The GNUnet configuration file

The file gnunet.conf contains the configuration for the GNUnet server and the applications. All GNUnet programs expect this file to reside in $HOME/.gnunet/gnunet.conf. The option -c can be used if the file is located elsewhere.
In gnunet.conf the location of all the other files described in this section can be configured. We discuss the function of these files in their sections. The good news is, typically you don't have to worry about configuration at all. There are a few exceptions, though. You may want to configure a few things in gnunet.conf. The most important options are described below. If you are on dialup, look at HELOEXPIRES and probably INTERFACES. If you are behind a NAT box, look at IP. If you are a frontier host that is accessible from a trusted LAN and connected to the Internet, have a look at TRUSTED, BLACKLIST and HELOEXCHANGE.

The configuration of the SMTP transport layer is described here.

● Data records:
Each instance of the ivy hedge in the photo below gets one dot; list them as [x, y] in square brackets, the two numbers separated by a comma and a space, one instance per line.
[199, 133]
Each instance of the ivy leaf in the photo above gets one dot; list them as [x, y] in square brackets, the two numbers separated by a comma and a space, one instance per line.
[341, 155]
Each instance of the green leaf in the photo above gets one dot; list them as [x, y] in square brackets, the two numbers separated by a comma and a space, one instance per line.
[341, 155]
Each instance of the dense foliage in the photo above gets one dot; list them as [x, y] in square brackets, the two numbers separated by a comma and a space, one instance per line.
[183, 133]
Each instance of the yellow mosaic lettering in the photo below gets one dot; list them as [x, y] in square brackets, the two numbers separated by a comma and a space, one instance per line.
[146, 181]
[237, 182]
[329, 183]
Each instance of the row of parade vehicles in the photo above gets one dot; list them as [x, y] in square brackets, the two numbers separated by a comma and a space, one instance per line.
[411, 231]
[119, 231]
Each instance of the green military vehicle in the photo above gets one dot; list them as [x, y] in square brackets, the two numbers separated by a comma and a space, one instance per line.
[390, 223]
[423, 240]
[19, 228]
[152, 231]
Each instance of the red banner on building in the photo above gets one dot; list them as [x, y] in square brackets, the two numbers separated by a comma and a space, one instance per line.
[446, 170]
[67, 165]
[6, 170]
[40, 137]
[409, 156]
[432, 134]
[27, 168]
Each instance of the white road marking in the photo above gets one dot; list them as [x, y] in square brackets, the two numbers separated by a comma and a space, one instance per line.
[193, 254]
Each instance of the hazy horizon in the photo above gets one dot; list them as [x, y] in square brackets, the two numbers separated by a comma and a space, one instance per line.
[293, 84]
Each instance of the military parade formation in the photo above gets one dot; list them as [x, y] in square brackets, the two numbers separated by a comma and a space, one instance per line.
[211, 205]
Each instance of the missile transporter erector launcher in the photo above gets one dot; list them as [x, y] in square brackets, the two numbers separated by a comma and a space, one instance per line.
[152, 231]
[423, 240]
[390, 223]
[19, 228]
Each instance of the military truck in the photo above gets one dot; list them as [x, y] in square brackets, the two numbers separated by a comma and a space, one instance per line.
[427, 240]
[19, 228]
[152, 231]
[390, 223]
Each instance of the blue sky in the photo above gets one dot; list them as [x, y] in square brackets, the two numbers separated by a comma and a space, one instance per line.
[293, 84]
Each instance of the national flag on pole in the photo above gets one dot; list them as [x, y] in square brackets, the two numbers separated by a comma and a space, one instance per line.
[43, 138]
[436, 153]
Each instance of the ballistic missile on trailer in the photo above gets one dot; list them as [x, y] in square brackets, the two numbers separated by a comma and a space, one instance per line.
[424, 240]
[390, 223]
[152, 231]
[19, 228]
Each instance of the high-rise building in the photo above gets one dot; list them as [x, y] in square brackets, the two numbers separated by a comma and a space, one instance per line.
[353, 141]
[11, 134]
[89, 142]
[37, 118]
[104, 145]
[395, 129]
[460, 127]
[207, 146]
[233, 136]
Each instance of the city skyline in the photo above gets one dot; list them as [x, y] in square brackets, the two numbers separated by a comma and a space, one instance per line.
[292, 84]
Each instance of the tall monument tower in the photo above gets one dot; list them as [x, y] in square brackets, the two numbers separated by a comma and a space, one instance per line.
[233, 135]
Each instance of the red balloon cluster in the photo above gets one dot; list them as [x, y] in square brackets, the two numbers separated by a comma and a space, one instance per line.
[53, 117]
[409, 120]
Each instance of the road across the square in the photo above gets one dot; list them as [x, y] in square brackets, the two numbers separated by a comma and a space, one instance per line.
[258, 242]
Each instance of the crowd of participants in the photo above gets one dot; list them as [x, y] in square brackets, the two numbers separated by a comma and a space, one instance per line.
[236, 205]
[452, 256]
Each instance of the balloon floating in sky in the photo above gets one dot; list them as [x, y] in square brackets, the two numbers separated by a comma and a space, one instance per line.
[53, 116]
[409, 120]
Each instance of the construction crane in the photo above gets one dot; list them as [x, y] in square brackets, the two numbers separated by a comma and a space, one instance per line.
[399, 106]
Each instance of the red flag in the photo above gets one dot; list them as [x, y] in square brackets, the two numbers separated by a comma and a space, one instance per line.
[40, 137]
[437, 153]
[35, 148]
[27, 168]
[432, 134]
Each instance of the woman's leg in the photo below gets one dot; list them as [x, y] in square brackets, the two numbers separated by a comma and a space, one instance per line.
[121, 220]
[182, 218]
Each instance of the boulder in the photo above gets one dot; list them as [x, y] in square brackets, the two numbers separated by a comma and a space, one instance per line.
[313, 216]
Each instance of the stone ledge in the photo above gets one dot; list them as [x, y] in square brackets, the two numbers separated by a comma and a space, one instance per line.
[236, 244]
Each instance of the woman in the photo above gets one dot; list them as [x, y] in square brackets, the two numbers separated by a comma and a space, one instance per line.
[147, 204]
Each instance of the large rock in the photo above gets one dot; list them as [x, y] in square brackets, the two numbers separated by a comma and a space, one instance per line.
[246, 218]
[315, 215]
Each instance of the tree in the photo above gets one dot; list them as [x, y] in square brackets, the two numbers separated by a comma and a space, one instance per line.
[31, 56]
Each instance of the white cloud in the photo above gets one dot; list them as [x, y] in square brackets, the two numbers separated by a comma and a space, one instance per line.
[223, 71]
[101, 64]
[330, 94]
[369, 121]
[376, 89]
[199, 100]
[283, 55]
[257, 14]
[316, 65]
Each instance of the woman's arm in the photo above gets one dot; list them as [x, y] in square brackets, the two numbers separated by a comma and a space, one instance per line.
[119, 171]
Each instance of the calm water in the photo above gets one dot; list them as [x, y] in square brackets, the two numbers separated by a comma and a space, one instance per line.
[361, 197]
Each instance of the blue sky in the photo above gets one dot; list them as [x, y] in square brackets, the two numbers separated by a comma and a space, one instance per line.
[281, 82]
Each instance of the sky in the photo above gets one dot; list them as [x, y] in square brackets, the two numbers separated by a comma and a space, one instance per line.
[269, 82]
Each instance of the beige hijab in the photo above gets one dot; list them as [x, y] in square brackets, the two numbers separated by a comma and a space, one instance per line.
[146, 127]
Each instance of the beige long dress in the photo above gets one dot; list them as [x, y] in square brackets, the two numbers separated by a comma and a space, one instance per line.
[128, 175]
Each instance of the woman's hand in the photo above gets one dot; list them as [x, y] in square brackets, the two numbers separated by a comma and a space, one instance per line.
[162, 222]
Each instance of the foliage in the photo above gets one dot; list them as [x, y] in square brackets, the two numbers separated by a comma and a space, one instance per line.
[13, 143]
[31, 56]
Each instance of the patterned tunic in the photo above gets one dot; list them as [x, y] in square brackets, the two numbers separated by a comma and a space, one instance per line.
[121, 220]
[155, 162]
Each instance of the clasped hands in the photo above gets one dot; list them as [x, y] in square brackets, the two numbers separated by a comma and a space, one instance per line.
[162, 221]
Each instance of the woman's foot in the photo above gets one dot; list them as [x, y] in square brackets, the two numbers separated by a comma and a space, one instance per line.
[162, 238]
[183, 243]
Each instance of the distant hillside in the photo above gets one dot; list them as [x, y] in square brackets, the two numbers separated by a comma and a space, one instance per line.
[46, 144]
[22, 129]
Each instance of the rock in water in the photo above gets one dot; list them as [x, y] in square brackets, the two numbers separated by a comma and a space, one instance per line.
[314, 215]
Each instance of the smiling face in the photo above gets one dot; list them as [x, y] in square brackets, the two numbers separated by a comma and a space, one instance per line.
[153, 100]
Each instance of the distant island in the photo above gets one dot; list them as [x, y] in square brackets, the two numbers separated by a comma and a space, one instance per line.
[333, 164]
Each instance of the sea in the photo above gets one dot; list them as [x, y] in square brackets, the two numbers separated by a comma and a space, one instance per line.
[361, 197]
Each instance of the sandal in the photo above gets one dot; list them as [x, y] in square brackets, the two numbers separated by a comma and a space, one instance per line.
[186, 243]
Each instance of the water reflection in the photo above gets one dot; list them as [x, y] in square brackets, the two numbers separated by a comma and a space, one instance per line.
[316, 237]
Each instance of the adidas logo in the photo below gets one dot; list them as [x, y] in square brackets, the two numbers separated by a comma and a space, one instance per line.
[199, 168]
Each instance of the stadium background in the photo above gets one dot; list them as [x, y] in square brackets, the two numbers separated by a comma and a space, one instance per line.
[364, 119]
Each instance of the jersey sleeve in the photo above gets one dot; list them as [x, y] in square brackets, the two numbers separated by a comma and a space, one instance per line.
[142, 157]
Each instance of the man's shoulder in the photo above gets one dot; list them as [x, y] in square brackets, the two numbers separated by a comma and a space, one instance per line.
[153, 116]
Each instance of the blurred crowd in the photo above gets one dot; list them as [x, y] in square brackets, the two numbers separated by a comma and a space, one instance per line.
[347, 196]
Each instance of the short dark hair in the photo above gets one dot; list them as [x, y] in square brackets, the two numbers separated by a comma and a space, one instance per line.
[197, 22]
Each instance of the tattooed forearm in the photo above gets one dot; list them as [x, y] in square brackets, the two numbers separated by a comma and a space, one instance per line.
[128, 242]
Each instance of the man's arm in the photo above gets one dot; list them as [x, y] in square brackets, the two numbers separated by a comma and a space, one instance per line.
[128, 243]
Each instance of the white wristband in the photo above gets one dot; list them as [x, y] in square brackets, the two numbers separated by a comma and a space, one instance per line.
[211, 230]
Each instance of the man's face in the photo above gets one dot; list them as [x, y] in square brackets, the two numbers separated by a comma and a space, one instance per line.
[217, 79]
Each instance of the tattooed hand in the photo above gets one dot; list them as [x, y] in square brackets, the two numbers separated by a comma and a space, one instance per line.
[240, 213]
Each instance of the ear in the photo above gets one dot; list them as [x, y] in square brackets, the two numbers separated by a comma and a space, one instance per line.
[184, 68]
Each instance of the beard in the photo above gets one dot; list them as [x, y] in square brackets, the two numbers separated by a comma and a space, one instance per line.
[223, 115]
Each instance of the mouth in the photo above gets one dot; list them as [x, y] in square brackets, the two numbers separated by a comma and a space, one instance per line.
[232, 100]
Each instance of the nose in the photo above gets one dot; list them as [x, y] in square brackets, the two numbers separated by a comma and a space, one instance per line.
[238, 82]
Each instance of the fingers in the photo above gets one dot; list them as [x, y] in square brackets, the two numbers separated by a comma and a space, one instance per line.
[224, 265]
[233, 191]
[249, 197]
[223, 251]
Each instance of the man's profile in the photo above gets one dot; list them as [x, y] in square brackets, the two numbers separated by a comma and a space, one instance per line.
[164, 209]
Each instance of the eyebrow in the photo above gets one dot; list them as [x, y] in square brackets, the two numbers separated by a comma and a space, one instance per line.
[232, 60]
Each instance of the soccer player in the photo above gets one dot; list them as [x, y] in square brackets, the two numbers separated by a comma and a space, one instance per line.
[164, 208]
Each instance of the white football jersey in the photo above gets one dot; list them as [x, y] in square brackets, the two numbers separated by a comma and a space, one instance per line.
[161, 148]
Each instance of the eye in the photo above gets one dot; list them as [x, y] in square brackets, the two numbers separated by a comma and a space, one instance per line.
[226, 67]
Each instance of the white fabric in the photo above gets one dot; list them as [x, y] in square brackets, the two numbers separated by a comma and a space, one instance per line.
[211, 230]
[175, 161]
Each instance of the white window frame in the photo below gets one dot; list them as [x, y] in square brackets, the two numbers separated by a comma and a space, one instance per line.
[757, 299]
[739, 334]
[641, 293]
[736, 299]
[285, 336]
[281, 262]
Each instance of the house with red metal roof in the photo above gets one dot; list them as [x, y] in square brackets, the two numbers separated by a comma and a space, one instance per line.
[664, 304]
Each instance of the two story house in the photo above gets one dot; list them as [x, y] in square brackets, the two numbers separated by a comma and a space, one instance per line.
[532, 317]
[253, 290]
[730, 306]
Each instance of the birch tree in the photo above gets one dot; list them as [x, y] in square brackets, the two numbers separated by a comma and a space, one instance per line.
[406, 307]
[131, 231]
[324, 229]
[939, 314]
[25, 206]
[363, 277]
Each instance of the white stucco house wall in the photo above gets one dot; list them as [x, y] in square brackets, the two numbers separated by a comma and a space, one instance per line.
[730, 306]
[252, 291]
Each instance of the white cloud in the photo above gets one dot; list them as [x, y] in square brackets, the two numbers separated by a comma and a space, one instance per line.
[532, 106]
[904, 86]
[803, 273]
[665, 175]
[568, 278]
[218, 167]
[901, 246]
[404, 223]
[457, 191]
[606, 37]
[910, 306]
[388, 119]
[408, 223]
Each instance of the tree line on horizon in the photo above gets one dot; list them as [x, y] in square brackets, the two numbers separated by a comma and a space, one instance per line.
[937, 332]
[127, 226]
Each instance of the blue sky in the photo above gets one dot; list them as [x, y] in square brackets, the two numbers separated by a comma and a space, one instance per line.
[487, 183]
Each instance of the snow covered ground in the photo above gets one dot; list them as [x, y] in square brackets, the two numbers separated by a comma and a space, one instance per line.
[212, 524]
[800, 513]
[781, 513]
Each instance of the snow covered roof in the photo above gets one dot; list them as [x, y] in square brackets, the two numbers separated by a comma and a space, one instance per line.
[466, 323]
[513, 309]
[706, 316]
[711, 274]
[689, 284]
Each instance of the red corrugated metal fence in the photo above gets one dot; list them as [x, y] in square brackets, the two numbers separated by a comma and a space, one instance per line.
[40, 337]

● What this exercise asks:
A: Reproduce the part of the GNUnet configuration text between "The file gnunet.conf" and "BLACKLIST and HELOEXCHANGE.", inclusive.
B: How many lines of the entries contain the string "floating"? Reply with the number alone.
The GNUnet configuration text and the entries have no connection to each other.

● Full answers:
A:
The file gnunet.conf contains the configuration for the GNUnet server and the applications. All GNUnet programs expect this file to reside in $HOME/.gnunet/gnunet.conf. The option -c can be used if the file is located elsewhere.
In gnunet.conf the location of all the other files described in this section can be configured. We discuss the function of these files in their sections. The good news is, typically you don't have to worry about configuration at all. There are a few exceptions, though. You may want to configure a few things in gnunet.conf. The most important options are described below. If you are on dialup, look at HELOEXPIRES and probably INTERFACES. If you are behind a NAT box, look at IP. If you are a frontier host that is accessible from a trusted LAN and connected to the Internet, have a look at TRUSTED, BLACKLIST and HELOEXCHANGE.

B: 1